**Textauszug**.
Jahresrückblick – Teil V
Die Bild-Zeitung titelt heute groß, dass Dieter Althaus nun wieder Ski fährt. Ich frage mich, warum er das nicht ohne diese Zeitung machen kann. Er tut sich selbst keinen Gefallen damit, solche Reportagen mitzumachen.
Wir verbringen diese Tage in der Nähe von Ilmenau, fahren allerdings nicht Ski, sondern wandern – soweit es das Regenwetter zulässt. Ein bisschen zu tun gab es zwischendurch auch, denn an das wichtige Thema Demokratie und die damit verbundene Problematik der rechtzeitigen Wiedereinführung der Stichwahlen sollte doch vor dem Jahreswechsel noch einmal erinnert werden. Deshalb bespreche ich mit unserer Pressestelle in Erfurt entsprechende Pressemitteilungen.
Mein Jahresrückblick soll natürlich auch weitergeführt werden. Im September haben wir einen tollen Erfolg bei der Bundestagswahl erreicht. Wir haben bei den Zweitstimmen in Thüringen fast 29 Prozent geholt und außerdem zwei Direktmandate gewonnen. Noch spannender als die Wahl waren aber ohne Zweifel die Sondierungsgespräche. Einen Rückblick darauf haben wir schon einmal aufgeschrieben und ich will ihn hier gern noch einmal veröffentlichen. Dem Text ist kaum etwas hinzuzufügen, bis auf einen Punkt, den ich auch auf unserem Schleizer Parteitag angesprochen habe: Ich werde nie mehr auf ein uns nach demokratischen Gepflogenheiten zustehendes Amt verzichten!

**Aufgaben**.
1. Beantworten Sie zum Jahresrückblick:
(a) Worüber titelt die Bild-Zeitung?
(b) In der Nähe welcher Stadt werden diese Tage verbracht?
(c) Wie hoch war der Anteil der Zweitstimmen in Thüringen bei der Bundestagswahl?
2. Ändern Sie im Jahresrückblick den Abschnitt von "Wir verbringen diese" bis einschließlich "Erfurt entsprechende Pressemitteilungen.", indem Sie "Regenwetter" durch "Schneewetter" ersetzen, und geben Sie ihn so wieder.
Stützen Sie sich ausschließlich auf den Text.

**Bereitgestelltes Material**.
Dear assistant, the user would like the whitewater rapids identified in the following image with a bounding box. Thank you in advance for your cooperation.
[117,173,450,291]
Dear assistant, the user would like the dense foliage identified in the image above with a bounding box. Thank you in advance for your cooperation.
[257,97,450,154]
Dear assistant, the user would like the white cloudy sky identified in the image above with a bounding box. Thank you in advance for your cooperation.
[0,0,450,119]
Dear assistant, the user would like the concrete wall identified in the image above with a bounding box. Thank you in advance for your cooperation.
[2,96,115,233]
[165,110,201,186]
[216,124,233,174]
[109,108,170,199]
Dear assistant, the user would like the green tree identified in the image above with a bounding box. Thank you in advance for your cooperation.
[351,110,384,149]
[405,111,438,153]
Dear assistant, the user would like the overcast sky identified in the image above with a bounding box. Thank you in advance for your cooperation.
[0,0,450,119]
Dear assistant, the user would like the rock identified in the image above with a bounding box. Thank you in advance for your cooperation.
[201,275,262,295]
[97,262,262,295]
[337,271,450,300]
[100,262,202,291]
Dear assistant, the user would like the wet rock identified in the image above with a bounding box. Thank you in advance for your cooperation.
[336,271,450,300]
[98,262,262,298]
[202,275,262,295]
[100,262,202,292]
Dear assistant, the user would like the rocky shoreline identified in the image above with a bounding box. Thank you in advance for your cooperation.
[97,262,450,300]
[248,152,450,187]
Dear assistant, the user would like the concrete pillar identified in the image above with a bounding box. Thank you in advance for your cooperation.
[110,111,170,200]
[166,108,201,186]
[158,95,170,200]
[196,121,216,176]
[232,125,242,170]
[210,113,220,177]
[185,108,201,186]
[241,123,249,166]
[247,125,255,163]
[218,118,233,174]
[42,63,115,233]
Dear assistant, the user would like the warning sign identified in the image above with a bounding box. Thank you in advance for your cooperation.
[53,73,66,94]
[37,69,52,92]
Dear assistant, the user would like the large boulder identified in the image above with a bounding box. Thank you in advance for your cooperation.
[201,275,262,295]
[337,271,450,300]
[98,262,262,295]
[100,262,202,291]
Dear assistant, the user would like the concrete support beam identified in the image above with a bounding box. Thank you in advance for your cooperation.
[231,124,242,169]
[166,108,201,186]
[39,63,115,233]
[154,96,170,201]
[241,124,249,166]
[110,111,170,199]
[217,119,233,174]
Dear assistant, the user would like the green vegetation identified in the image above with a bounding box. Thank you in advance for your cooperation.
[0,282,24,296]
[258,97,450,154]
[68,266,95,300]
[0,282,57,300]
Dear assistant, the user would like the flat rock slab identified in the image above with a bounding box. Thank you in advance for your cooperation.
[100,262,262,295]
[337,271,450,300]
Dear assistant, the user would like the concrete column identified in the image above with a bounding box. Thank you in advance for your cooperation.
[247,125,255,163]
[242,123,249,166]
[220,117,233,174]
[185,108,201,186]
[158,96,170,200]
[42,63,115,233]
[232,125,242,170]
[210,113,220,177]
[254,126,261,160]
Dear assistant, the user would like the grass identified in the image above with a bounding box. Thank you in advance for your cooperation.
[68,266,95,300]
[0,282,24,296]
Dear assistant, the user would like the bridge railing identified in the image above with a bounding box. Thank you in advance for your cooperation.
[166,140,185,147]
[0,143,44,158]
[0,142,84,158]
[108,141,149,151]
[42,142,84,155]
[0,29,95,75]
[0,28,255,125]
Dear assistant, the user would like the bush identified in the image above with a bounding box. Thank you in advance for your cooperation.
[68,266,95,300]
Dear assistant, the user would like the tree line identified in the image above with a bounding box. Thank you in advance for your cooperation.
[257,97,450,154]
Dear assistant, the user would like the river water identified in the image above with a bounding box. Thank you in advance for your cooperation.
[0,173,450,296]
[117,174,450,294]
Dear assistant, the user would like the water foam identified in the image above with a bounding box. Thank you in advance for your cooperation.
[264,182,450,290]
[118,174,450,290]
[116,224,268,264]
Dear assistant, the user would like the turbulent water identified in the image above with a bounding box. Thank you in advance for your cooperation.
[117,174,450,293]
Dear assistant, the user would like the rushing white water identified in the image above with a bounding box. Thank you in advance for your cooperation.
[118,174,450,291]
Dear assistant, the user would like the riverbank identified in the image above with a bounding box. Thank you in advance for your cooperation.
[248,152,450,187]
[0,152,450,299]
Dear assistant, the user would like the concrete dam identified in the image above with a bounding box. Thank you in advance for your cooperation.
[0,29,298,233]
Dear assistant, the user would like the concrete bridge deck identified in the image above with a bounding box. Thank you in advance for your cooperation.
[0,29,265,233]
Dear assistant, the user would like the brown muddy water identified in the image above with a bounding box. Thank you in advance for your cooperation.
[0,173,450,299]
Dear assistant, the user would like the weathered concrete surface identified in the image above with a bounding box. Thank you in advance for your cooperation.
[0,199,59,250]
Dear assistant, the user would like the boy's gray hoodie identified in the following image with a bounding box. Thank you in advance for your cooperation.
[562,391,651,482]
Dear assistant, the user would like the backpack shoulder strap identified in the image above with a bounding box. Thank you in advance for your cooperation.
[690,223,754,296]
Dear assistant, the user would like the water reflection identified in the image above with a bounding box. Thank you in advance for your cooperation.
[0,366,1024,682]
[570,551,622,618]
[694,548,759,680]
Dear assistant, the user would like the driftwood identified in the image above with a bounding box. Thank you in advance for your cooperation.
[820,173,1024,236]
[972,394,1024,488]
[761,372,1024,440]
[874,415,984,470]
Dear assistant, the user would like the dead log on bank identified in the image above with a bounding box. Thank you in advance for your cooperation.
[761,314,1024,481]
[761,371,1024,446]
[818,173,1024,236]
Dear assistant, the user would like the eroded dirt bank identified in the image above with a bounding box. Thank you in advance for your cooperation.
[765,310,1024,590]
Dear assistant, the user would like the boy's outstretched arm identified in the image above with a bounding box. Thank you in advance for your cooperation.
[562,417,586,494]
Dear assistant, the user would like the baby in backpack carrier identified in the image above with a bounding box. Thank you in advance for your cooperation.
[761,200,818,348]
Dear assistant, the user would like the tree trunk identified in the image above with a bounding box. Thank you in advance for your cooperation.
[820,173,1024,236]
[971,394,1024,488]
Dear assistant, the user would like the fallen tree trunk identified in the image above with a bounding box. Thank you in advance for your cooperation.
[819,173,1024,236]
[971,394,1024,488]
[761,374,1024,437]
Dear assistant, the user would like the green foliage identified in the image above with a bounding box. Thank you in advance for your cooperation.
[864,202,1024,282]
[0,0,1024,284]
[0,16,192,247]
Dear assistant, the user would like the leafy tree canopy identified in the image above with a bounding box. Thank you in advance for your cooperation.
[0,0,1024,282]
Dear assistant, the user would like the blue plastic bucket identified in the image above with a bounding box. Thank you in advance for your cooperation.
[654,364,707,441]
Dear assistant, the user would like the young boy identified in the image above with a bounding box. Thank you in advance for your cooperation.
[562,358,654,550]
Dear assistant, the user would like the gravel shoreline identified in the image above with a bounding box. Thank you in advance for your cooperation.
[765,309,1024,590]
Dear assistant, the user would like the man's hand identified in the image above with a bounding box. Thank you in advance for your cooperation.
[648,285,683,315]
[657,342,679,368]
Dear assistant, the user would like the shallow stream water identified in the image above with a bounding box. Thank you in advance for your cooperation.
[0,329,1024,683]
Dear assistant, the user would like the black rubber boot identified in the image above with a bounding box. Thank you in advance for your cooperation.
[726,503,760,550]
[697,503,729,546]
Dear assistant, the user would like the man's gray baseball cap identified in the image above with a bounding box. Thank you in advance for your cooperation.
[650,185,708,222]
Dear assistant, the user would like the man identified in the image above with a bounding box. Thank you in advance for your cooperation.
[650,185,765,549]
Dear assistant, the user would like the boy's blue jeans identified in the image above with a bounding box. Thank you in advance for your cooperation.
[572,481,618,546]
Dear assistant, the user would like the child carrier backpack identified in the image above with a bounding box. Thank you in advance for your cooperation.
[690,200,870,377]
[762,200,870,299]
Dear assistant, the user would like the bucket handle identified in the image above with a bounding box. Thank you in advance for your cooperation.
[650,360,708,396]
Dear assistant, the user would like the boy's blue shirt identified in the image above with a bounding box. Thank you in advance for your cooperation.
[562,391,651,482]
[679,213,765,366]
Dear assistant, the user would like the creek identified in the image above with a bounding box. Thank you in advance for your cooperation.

**Antworten**.
1.
(a) Dass Dieter Althaus nun wieder Ski fährt.
(b) Ilmenau.
(c) Fast 29 Prozent.

2.
Wir verbringen diese Tage in der Nähe von Ilmenau, fahren allerdings nicht Ski, sondern wandern – soweit es das Schneewetter zulässt. Ein bisschen zu tun gab es zwischendurch auch, denn an das wichtige Thema Demokratie und die damit verbundene Problematik der rechtzeitigen Wiedereinführung der Stichwahlen sollte doch vor dem Jahreswechsel noch einmal erinnert werden. Deshalb bespreche ich mit unserer Pressestelle in Erfurt entsprechende Pressemitteilungen.